> OBJECTIVE: Transcribe the Arduino power-circuit text below, word for word, from "reverse polarity protection, which" to "works the same.".

> PAGE:
#####
This section of the schematic diagram powers our Arduinos. For this, we can use either DC power supply or USB connection as a source. To trace how the circuit works, let us start with the 5V linear voltage regulator NCP1117ST50T3G. This regulator has a pretty straightforward function. It takes voltage input up to 20V and converts it to 5V. The Vin of this regulator is connected to the DC power supply via the M7 diode. This diode provides

reverse polarity protection, which means current can only flow from the power supply to the regulator and not the other way around. There are two kinds of capacitors used in this circuit. One, the polarized capacitors PC1 and PC2. They are used to filter supply noise. Two, the 100nF capacitor on the far right side acting as a decoupling capacitor. Decoupling capacitors “disconnects” circuit elements to reduce its effect on the rest of the circuit. Also, notice the +5V terminals circled in blue? You can see them around the schematic diagram. That is basically a connection. Designers often use these terminals so that they can fit their design in the least amount of pages. Labels like Vin and GND also works the same.
#####
> PROVIDED DATA:

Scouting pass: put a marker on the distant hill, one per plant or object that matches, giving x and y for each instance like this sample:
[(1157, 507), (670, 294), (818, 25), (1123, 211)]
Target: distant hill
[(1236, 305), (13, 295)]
#####
> SOLVED PROBLEM:
reverse polarity protection, which means current can only flow from the power supply to the regulator and not the other way around. There are two kinds of capacitors used in this circuit. One, the polarized capacitors PC1 and PC2. They are used to filter supply noise. Two, the 100nF capacitor on the far right side acting as a decoupling capacitor. Decoupling capacitors “disconnects” circuit elements to reduce its effect on the rest of the circuit. Also, notice the +5V terminals circled in blue? You can see them around the schematic diagram. That is basically a connection. Designers often use these terminals so that they can fit their design in the least amount of pages. Labels like Vin and GND also works the same.